REVIEWS
On the Jackson Trail

by Peter Osborne


Jonathan Rée, Proletarian Philosophers: Problems in Socialist Culture in Britain, 1900-1940, Oxford: Clarendon Press, 1984. 176 pp.

If the fundamental experience of twentieth-century European philosophy has been that of continuing self-reflection upon its own status and identity, a persistent and profound identity-crisis in the face of the growing specialisation and "scientization" of knowledge, there is perhaps nowhere that this crisis has been more acutely felt, yet at the same time compulsively denied, than within orthodox Marxism. From Plekhanov to Althusser, the indisputable superiority of Marxism in the realm of philosophy as at once a completion and an overcoming of the classical tradition has been continually trumpeted; yet, equally consistently, the substance of the claim has failed to be either satisfactorily explicated or redeemed. Indeed, it remains unclear what might count as an adequate theoretical validation of such a claim. The problem, moreover, is more than a merely academic one. For what rests upon it is not just the possibility of an adequate account of the relationship of Marxism to the philosophical tradition, but its relationship to bourgeois culture in general, and consequently, both its general-theoretical and its historical status. Classically, philosophy has been the point at which the various strands of a culture have been systematically related to one another, and reflected upon in their interconnection. The identity-crisis of bourgeois philosophy reflects, in this respect, a general crisis of bourgeois culture. But what of the possibilities of a socialist culture? How are we to understand them? And in what relation do they stand to the dilemmas of the idea of Marxist philosophy?

» What you need to do: Quote every question in the review of Proletarian Philosophers.

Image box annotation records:
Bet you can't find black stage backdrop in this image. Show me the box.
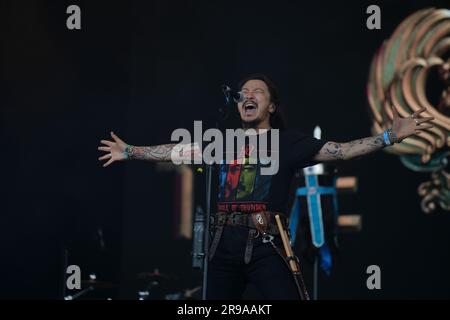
[0,0,450,299]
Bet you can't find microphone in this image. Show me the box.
[222,84,245,104]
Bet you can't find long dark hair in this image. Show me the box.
[238,73,287,131]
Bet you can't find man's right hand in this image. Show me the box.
[98,131,127,167]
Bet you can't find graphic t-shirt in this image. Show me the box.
[217,130,326,213]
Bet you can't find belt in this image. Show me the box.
[209,211,289,264]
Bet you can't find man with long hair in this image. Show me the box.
[98,74,433,299]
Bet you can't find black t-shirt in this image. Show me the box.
[217,130,326,213]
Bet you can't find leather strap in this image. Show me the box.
[244,229,258,264]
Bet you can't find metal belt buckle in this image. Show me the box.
[262,233,274,243]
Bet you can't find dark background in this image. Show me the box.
[0,0,450,299]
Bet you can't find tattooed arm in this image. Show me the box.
[98,132,201,167]
[313,134,386,162]
[125,144,176,161]
[313,106,434,162]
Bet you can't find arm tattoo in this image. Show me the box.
[314,134,386,161]
[129,144,176,161]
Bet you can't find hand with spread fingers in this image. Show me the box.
[392,105,434,142]
[98,131,128,167]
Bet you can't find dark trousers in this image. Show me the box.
[207,226,300,300]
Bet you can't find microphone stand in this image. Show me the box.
[202,85,231,300]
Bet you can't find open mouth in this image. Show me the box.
[242,101,258,116]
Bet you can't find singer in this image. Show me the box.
[98,74,433,300]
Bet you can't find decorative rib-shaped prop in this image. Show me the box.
[367,8,450,213]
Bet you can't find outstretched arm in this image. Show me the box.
[98,132,201,167]
[314,134,386,162]
[313,106,434,162]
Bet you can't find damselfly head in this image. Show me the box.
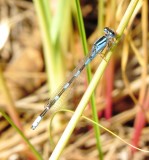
[104,27,116,39]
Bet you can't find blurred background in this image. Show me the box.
[0,0,149,160]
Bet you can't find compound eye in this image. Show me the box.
[104,27,109,34]
[109,31,115,38]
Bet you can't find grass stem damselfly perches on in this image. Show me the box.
[31,27,116,130]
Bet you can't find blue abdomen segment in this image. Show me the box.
[93,36,107,54]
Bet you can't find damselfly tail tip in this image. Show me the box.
[31,116,42,130]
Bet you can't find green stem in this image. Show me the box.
[76,0,103,160]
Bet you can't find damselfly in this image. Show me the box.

» Finished exercise:
- But what of the possibilities of a socialist culture?
- How are we to understand them?
- And in what relation do they stand to the dilemmas of the idea of Marxist philosophy?